» **THE TASK**
Turn the rows below into a numbered list, leaving out any blank lines.

» **SOURCE MATERIAL**

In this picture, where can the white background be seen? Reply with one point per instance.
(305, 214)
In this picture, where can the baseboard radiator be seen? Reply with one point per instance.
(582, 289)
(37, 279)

» **RESULT FOR THIS TASK**
1. In this picture, where can the white background be seen? Reply with one point per instance.
2. (305, 214)
3. In this picture, where can the baseboard radiator be seen? Reply with one point per instance.
4. (582, 289)
5. (37, 279)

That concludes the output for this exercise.